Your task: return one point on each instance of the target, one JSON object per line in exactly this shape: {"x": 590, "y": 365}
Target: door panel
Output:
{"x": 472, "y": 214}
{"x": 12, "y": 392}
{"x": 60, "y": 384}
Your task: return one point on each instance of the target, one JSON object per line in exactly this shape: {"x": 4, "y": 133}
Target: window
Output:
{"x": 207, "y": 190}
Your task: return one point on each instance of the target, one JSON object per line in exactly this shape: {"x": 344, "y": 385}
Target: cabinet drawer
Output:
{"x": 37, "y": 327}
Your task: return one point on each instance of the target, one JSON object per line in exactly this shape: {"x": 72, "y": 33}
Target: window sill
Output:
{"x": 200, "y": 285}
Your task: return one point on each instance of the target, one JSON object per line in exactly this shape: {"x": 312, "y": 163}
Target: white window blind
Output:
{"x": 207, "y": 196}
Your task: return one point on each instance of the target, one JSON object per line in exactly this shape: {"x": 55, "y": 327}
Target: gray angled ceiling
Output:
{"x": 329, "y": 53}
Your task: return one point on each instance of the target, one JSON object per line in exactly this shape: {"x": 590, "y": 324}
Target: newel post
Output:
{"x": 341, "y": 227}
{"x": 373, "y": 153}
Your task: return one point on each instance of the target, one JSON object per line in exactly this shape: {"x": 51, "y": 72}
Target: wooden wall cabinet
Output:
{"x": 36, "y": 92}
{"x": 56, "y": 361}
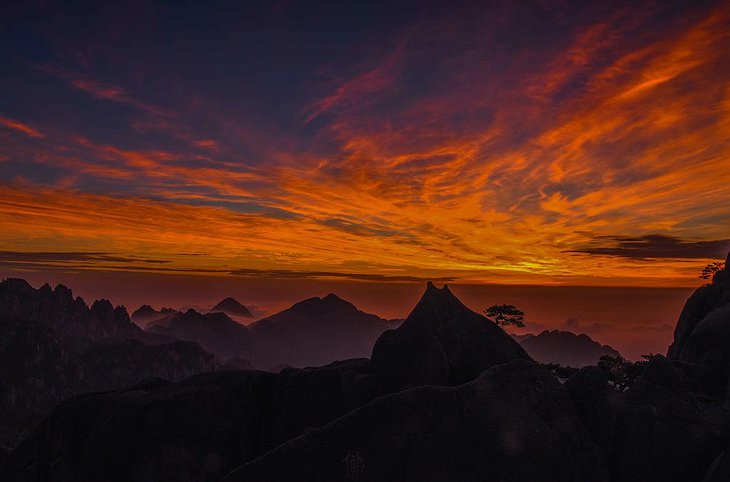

+===+

▶ [Exercise goal]:
Gather every line in the material above that contains the string "cabinet", and copy each such line in full. Treat the match as case-sensitive.

▶ [Task solution]:
Target: cabinet drawer
Target: wooden wall cabinet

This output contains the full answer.